* [WORK INSTRUCTIONS]:
(1) In the piece about the Adler shotgun, how much does the 19-year-old bistro worker earn per hour?
(2) Pick up the Adler shotgun piece after its last sentence and keep writing.

* [DOCUMENT TEXT]:
Errol Parker from the Betoota Advocate lays it out for the left elite city folk.
“Fresh from complaining about his slightly overcooked $10 rump last night down theGibbering Elf Clubin the Old City District, a perennially-hard-done-by-sexagenarian-property-owner knew he would have trouble sleeping after the unpleasant verbal altercation he had with the bistro manager”.
“But it wasn’t because he called a 19-year-old girl earning $19.21 an hour a ‘simple bitch’ after she didn’t agree to refund him the $10 for his steak (of which he ate)”.
It was because of the Adler shotgun.
The Betoota Advocate reporter phoned 68-year-old card-carrying Greens Syd Chisholm to speak about the shotgun and not about his behaviour last night.
“I can’t sleep at night knowing that these weapons are on the street,” he said – unaware that a lunch bag full of green banknotes and a knock on a bikie club house’s door can get you something much more useful.

* [DATASET EXTRACT]:
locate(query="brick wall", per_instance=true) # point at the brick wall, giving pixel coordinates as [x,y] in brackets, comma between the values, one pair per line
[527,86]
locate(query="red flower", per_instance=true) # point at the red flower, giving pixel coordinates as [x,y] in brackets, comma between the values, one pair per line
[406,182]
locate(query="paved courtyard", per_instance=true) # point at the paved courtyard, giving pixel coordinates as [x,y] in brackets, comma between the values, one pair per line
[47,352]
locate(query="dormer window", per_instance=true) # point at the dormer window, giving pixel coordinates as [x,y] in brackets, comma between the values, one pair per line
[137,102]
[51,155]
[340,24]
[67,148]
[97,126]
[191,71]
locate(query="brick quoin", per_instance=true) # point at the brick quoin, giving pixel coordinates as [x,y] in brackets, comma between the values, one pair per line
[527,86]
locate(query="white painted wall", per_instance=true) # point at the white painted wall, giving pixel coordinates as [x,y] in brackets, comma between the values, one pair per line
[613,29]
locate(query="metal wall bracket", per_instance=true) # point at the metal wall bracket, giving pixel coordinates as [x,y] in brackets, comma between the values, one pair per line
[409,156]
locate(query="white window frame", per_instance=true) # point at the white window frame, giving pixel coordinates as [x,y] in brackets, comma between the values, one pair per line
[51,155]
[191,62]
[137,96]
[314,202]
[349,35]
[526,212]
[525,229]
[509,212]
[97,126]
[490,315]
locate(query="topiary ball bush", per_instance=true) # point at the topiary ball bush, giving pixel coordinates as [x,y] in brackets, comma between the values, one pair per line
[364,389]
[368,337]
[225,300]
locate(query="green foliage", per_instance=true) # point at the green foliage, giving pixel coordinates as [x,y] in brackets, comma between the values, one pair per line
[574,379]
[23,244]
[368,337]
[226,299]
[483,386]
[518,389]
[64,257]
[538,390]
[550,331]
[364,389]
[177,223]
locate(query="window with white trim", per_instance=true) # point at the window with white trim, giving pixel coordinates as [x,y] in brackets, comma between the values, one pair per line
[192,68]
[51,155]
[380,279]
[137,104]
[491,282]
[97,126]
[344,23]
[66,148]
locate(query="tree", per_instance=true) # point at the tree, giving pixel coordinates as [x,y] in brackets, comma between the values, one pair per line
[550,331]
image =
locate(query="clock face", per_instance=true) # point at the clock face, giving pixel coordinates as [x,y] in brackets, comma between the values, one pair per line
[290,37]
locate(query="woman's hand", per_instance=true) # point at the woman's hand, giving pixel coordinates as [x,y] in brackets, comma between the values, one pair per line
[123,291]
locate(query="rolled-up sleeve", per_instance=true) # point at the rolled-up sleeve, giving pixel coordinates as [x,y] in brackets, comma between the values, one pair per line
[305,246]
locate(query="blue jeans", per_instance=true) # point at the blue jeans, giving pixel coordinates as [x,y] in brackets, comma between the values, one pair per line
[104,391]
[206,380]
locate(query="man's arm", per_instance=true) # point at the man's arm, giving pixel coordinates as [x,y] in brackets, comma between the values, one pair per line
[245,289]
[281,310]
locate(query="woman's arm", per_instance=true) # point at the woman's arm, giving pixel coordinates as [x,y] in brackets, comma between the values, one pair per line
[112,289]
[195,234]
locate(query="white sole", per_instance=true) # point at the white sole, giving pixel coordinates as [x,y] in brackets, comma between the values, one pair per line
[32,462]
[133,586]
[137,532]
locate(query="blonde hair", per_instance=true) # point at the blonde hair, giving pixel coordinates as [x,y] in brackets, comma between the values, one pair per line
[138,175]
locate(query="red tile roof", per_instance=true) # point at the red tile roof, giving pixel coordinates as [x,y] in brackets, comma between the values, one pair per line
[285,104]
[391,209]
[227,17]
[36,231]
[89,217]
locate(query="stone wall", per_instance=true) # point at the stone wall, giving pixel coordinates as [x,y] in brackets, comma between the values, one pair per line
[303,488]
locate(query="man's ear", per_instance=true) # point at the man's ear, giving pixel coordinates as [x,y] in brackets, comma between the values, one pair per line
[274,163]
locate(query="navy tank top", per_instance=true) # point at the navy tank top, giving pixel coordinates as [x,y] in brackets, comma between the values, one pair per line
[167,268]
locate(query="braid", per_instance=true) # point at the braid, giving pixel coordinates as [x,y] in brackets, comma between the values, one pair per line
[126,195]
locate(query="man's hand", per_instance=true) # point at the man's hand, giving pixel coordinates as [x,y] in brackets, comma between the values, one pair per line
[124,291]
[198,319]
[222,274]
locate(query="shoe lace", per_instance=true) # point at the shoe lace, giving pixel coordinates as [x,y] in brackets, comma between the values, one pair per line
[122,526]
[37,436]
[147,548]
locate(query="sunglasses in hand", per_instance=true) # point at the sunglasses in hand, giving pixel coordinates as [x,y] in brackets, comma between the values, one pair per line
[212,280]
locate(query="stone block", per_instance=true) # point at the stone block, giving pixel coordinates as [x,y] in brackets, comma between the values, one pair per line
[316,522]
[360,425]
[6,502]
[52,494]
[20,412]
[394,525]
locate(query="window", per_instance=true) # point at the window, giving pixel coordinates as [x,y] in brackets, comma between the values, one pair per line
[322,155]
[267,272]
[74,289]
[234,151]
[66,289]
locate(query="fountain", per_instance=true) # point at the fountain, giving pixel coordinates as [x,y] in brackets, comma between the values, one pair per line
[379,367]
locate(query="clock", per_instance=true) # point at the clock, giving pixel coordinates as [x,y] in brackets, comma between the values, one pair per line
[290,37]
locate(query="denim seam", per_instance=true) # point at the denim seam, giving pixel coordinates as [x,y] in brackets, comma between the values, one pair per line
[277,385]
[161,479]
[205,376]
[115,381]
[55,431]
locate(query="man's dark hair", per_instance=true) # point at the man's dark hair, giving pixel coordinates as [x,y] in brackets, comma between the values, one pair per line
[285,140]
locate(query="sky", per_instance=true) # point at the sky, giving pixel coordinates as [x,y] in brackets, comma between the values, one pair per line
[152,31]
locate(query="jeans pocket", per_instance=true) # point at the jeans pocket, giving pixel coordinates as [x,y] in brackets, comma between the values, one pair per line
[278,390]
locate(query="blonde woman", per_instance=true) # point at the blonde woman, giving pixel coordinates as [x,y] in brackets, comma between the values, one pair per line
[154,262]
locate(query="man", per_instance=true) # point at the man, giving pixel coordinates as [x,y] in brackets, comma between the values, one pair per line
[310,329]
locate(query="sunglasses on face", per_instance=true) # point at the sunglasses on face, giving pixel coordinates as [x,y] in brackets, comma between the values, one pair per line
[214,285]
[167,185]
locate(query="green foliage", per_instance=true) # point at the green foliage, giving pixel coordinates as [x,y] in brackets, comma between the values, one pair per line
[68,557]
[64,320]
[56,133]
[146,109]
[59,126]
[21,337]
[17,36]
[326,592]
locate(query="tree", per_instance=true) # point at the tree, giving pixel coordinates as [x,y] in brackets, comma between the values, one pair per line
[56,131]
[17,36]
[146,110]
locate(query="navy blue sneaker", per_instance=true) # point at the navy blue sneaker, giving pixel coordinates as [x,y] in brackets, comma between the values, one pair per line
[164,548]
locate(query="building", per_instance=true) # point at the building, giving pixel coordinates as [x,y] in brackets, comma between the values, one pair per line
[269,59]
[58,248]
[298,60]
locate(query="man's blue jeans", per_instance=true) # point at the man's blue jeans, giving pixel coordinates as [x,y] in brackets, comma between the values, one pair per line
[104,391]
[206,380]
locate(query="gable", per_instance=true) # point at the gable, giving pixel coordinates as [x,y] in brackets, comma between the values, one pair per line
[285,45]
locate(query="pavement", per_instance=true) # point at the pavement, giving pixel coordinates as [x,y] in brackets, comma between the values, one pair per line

* [ANSWERS TO THE TASKS]:
(1) $19.21 an hour.

(2)
“From where I’m standing, these people, these simple people out in regional Australia don’t need something with that much firepower. I have a hobby farm near Toowoomba with six alpacas on it, I understand that farmers need guns to humanely dispose of livestock and threaten the coal seam gas people,”
“But the Adler is simply a weapon of mass destruction. Who’s hands will have the most blood on them when we have a Columbine-style attack on one of our schools? It certainly won’t be mine.”
Syd Chisholm’s opinion is not dissimilar to that of 80% of people his age.
In fact, in a recent telephone survey conducted byThe Advocate, close to 8 in 10 inner-Betoota residents who think they’re better than most are kept awake at night by the Adler Shotgun.
Shockingly, almost every respondent from the survey pool says they wince every time they see a firearm in the flesh – even if it’s on the hip of a soft-eyed police officer.
Tucker Johnson of the Betoota Ponds Pistol Club said.
“The only time a regular person would be scared of a gun is if they had a big gambling debt and found a standover man standing over them with a stolen police-issue Glock pressed against their forehead,”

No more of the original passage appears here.